_Exercise details:_
Retype each record shown below, leaving every character as it is.

=== Record set ===

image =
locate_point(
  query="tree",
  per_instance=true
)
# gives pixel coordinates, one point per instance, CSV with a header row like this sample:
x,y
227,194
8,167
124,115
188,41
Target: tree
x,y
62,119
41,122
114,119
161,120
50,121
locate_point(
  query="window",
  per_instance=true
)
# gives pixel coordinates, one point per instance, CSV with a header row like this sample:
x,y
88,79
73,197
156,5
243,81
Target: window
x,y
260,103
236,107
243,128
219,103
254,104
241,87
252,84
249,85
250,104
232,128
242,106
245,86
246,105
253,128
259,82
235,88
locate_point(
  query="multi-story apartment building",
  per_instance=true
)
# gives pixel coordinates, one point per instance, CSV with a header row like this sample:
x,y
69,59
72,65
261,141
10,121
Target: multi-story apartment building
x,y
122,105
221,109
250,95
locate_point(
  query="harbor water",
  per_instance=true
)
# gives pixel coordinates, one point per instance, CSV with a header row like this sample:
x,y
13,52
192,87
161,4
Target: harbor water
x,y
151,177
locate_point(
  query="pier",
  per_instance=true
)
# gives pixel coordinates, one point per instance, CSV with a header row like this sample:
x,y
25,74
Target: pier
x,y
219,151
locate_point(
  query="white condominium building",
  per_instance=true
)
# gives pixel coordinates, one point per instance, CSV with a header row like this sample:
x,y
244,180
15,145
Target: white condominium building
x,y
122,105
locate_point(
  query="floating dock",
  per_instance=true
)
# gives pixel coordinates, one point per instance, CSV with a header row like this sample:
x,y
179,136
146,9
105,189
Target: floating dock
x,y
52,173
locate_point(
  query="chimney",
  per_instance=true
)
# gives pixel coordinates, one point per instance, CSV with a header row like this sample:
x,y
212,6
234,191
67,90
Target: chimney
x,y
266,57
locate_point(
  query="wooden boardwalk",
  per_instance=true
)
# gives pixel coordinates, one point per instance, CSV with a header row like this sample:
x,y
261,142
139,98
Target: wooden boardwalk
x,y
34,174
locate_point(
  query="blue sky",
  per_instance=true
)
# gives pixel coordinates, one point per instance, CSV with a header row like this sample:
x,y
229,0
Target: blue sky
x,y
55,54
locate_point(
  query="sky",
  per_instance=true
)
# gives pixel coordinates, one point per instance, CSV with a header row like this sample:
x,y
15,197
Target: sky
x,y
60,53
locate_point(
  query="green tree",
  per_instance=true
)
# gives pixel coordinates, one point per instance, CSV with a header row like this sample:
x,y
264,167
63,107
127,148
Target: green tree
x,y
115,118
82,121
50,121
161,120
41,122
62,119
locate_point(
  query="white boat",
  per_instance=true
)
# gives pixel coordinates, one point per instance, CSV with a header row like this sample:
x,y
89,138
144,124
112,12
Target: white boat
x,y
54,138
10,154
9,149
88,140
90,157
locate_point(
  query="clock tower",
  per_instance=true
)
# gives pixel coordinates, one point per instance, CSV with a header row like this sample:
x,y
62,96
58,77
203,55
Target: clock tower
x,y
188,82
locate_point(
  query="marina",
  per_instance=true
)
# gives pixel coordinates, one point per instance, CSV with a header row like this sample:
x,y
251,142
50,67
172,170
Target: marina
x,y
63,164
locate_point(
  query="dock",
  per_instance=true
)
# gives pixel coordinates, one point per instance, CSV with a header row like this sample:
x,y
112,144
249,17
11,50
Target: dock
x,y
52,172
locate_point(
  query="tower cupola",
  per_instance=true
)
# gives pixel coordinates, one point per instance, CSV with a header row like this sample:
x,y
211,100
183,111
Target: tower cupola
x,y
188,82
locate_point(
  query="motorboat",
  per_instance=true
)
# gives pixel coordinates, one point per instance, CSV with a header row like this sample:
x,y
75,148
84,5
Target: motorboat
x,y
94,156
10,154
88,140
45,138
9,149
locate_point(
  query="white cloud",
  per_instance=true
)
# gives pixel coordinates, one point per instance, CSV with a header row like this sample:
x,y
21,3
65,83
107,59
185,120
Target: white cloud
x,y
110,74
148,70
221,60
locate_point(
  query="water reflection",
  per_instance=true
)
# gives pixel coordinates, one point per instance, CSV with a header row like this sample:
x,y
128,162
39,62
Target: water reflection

===

_Worked answer:_
image =
locate_point(
  query="tree",
  per_instance=true
)
# gives pixel coordinates, one point per instance, CSV with a header row like this sample:
x,y
227,194
8,167
124,115
188,41
Target: tree
x,y
62,119
41,122
114,119
161,120
50,121
locate_point(
  query="window",
  per_instance=true
)
# gives pixel coordinates, one point per instance, CSV with a header row like this sample:
x,y
88,79
73,197
156,5
243,81
Target: window
x,y
260,103
236,107
243,128
219,103
254,104
241,87
252,84
249,85
250,104
232,128
242,106
245,86
246,105
253,128
259,82
235,88
locate_point(
  query="multi-story apartment building",
  per_instance=true
)
# gives pixel coordinates, one point per instance, CSV with a header row like this sample:
x,y
69,59
72,65
261,141
10,121
Target: multi-story apartment building
x,y
122,105
221,109
250,95
locate_point(
  query="harbor water",
  per_instance=true
)
# gives pixel coordinates, one point per instance, CSV with a header row like this sample:
x,y
13,52
192,87
161,4
Target: harbor water
x,y
151,177
locate_point(
  query="pier",
  per_instance=true
)
# gives pixel coordinates, one point per instance, CSV with a header row like this sample:
x,y
25,74
Target: pier
x,y
219,151
locate_point(
  query="white condominium building",
  per_instance=true
)
# gives pixel coordinates, one point per instance, CSV with a header row like this sample:
x,y
244,180
15,145
Target: white condominium building
x,y
122,105
locate_point(
  query="floating dock",
  per_instance=true
)
# gives pixel coordinates, one point per instance, CSV with a header row like this sample:
x,y
179,136
146,9
105,189
Target: floating dock
x,y
52,173
locate_point(
  query="chimney",
  per_instance=true
)
# gives pixel coordinates, one point per instance, CSV with a header row like this sample:
x,y
212,6
234,191
67,90
Target: chimney
x,y
266,57
locate_point(
  query="wooden boardwalk",
  per_instance=true
)
# gives pixel coordinates, one point per instance, CSV with a header row like this sample:
x,y
261,142
139,98
Target: wooden boardwalk
x,y
34,174
locate_point(
  query="blue sky",
  per_instance=true
)
# gives pixel coordinates, one point per instance, CSV with a header row like this sample:
x,y
229,0
Target: blue sky
x,y
55,54
locate_point(
  query="sky",
  per_instance=true
)
# gives pixel coordinates, one point per instance, CSV with a header row like this sample:
x,y
15,197
Target: sky
x,y
60,53
locate_point(
  query="green tree",
  per_instance=true
)
# gives pixel coordinates, one point per instance, CSV with a header row like this sample:
x,y
264,167
63,107
127,148
Target: green tree
x,y
115,118
82,121
50,121
161,120
41,122
62,119
locate_point(
  query="white boat",
  per_instance=true
)
# gives pixel coordinates, one point per instance, CSV with a header row like this sample:
x,y
89,138
144,124
112,12
Target: white boat
x,y
54,138
10,154
9,149
88,140
90,157
locate_point(
  query="clock tower",
  per_instance=true
)
# gives pixel coordinates, one point per instance, CSV with a header row like this sample:
x,y
62,96
58,77
203,55
Target: clock tower
x,y
188,82
locate_point(
  query="marina",
  per_instance=true
)
# gives pixel coordinates, one point per instance, CSV with a header row like this sample:
x,y
251,142
50,67
172,170
Target: marina
x,y
63,164
locate_point(
  query="dock",
  per_instance=true
)
# gives pixel coordinates, one point per instance, CSV with a header row like this sample:
x,y
112,144
249,17
11,50
Target: dock
x,y
52,172
locate_point(
  query="tower cupola",
  per_instance=true
)
# gives pixel coordinates, one point per instance, CSV with a header row like this sample:
x,y
211,100
183,111
Target: tower cupola
x,y
188,82
locate_point(
  query="motorboat",
  per_instance=true
)
# gives pixel coordinates, one point per instance, CSV with a header row like this sample:
x,y
75,148
84,5
Target: motorboat
x,y
94,156
10,154
88,140
45,138
9,149
locate_point(
  query="white cloud",
  per_instance=true
)
# gives pixel coordinates, one point per instance, CSV with a header row like this sample:
x,y
21,3
65,83
107,59
185,120
Target: white cloud
x,y
110,74
148,70
221,60
locate_point(
  query="water reflection",
  per_instance=true
)
# gives pixel coordinates, one point per instance, CSV with a header row like this sample:
x,y
128,162
39,62
Target: water reflection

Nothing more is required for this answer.